◆ Lesetext ◆
----

Paul Krannhals

 

In der Schöpfung wahrer Volksgemeinschaft, einer festgegründeten Volksseele, die in ihrer reichen organischen Gliederung doch die einheitliche Richtung des Charakters offenbart, sehen wir so unsere erste große gemeinsame Aufgabe. Gleich wie sich nun das Volk als Seele des Staates in der organischen Verbundenheit mit seinem Lebensraum den Heimatboden zum Staatskörper gestaltet, wird es selbst von ihm bestimmt, erhält es in der Bestimmung durch den Charakter der Heimat, seiner seelischen Unwelt, eine besondere Prägung. Je inniger sich nun diese Wechselwirkung, diese organische Verbundenheit von Körper und Seele im Laufe der Zeiten gestaltet, um so ausgeprägter kündet auch der hierin zum Ausdruck kommende Staat seinen Charakter als Lebensform.

----

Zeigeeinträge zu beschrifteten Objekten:
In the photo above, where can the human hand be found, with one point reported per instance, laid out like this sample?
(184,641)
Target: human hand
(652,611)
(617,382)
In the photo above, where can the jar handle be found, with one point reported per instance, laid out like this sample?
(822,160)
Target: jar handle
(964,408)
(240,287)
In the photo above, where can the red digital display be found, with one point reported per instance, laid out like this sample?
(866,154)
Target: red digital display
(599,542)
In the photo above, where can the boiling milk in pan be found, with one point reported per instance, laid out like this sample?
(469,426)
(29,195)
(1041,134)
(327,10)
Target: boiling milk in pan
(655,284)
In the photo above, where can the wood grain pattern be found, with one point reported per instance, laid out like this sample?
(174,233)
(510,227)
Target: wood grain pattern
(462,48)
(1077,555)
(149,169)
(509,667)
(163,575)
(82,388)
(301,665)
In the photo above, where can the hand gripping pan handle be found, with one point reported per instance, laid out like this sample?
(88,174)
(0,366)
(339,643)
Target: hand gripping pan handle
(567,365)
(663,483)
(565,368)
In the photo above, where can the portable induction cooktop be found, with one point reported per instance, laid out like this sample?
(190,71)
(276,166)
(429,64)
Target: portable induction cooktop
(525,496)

----

◆ Arbeitsaufträge ◆
1) Worin sieht der Lesetext über Volk und Staat „unsere erste große gemeinsame Aufgabe“?
2) Führen Sie den Lesetext über Volk und Staat im Anschluss an seinen letzten Satz weiter.
Die Einträge werden hier nicht gebraucht.

◆ Erwartete Antworten ◆
1) In der Schöpfung wahrer Volksgemeinschaft, einer festgegründeten Volksseele.

2)
Die nordische Landschaft mit ihren weiten schweigenden Ebenen, den zerklüfteten Bergen und Tälern, den trutzigen Wolkenburgen, den dunklen Wäldern, in deren Erlebnis die Gotik schon in der Kunst der alten Germanen erwachte — sie ist unsere ›stilbestimmte seelische Umwelt‹. Ihr Lebensstil, ihr Charakter ist auch unser Lebensstil, unser Charakter, die wir mit ihr verwurzelt sind. „Der Leib ist die Erscheinungsform der Seele, die Seele der Sinn des Leibes“, sagt Ludwig Klages. So soll auch die gestaltete nordisch-deutsche Landschaft, der deutsche Staatskörper, die Erscheinungsform der deutschen Seele sein, soll in der Offenbarung der deutschen Seele seinen Lebenssinn erhalten. Vom Erlebnis dieser organischen Verbundenheit zwischen der deutschen Volksseele und ihrer Heimat müssen wir ausgehen, um das lebendige Werden und Wachsen des Staatswesens als Ausdruck dieser wachsenden, sich organisch gliedernden und differenzierenden Einheit zu begreifen.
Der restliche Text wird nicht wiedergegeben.